Brief — Repeat each line word for word.

** Start Records for processing **

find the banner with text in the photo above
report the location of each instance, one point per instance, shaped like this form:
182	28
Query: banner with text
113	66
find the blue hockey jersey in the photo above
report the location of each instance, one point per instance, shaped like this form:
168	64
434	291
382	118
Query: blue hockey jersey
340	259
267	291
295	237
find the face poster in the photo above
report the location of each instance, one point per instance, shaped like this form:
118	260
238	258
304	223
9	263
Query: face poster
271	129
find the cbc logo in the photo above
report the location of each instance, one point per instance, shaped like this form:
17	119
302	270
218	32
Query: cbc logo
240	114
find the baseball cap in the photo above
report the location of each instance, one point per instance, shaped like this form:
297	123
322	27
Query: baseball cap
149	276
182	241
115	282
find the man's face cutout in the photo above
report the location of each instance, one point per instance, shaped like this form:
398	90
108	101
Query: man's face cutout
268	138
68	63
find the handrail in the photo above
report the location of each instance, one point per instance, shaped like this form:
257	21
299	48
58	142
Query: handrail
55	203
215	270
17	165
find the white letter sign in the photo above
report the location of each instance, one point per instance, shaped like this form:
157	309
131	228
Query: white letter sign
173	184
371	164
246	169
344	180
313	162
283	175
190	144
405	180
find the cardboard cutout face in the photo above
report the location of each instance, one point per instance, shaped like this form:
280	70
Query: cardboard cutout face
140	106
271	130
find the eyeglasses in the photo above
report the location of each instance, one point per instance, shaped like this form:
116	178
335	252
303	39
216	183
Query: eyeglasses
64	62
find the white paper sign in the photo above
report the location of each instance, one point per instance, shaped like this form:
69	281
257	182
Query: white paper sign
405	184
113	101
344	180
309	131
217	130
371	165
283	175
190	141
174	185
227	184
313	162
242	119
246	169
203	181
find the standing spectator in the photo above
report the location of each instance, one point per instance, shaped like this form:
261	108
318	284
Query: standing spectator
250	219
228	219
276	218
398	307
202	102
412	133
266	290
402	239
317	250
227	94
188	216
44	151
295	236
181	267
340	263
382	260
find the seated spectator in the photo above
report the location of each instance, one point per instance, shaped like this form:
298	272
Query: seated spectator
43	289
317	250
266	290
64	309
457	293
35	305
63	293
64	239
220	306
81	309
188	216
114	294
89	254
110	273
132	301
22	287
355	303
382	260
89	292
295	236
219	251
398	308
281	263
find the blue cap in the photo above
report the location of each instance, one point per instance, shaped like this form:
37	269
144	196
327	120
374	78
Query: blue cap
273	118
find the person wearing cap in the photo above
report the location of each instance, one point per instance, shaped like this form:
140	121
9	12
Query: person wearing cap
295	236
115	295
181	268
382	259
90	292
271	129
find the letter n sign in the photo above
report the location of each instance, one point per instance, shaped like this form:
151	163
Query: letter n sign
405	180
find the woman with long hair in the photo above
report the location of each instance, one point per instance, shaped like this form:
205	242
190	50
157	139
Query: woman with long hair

** End Records for processing **

Exercise result —
find the banner with text in the photo above
report the location of each instance, one point per instance, shaped like this form:
182	28
Query: banner with text
113	66
find the blue hockey jersey in the photo above
report the location of each instance, one point per instance, shaped like this form:
168	64
434	291
382	118
Query: blue hockey jersey
340	259
267	291
295	237
find the face poster in the photo above
report the location of each instance, one point per instance, shaped like this form:
118	260
238	258
304	223
9	263
Query: face poster
271	129
find the cbc logo in the photo above
report the location of each instance, one point per instance, shaped like this form:
17	119
302	270
218	32
Query: cbc logo
240	114
find the baseball cap in the photo above
report the location of each instance, one point per instance, shaped like this form:
297	123
322	27
Query: baseball cap
149	276
182	241
115	282
find the man's face cutout in the photo above
report the location of each instance, one point per instance, shaped like this form:
398	90
108	101
Query: man's face cutout
268	138
68	63
find the handrail in the photo above
report the location of each instance, one point per instance, shaped like this form:
257	21
299	48
58	142
Query: handrail
55	203
215	270
17	165
find the white letter sign in the photo above
report the location of each instance, one point per instance, shaped like this form:
157	309
131	228
Query: white letter sign
173	184
371	164
246	169
344	180
313	162
283	175
190	144
405	180
find the cardboard cutout face in the photo above
report the location of each instance, one point per instance, shaped like this form:
280	70
Query: cardboard cutout face
140	106
271	130
find the eyeglasses in the photo above
report the location of each instance, one point per instance, shaped like this form:
116	178
335	252
303	39
216	183
Query: eyeglasses
64	62
find the white paper sign in the photo above
report the location of each instance, one point per instance, shaped like this form:
69	281
257	182
Query: white paper sign
405	184
113	101
344	180
309	131
217	130
371	165
283	175
190	141
174	185
227	184
313	162
242	119
246	169
203	181
find the standing spectator in the photo above
report the location of each instance, one point per instance, shaped like this form:
261	108
318	284
Query: standing spectator
250	219
228	219
276	218
398	307
202	102
412	133
266	290
402	239
317	250
227	94
188	216
44	151
295	236
181	267
340	263
382	260
find the seated spectator in the photo above
report the location of each instance, one point per instance, shaped like this form:
298	272
Query: seated spectator
43	289
317	250
266	290
64	309
457	293
35	305
63	293
64	239
220	306
81	309
188	216
114	294
89	254
110	273
132	301
22	287
355	303
382	260
89	292
295	236
219	251
398	308
281	263
find the blue cap in the photo above
report the location of each instance, one point per instance, shaped like this form:
37	269
144	196
327	120
374	78
Query: blue cap
273	118
find the person wearing cap in the photo above
report the location of each instance, one point per instance, shaped like this form:
140	121
9	12
Query: person wearing cap
295	236
115	295
181	268
382	259
90	292
271	129
find the letter n sign in the photo above
report the location of each instance, one point per instance, shaped like this form:
151	163
Query: letter n sign
405	180
find the woman with long hair in the photo above
report the location of each instance, one point per instance, shaped like this form:
205	242
190	50
157	139
Query: woman with long hair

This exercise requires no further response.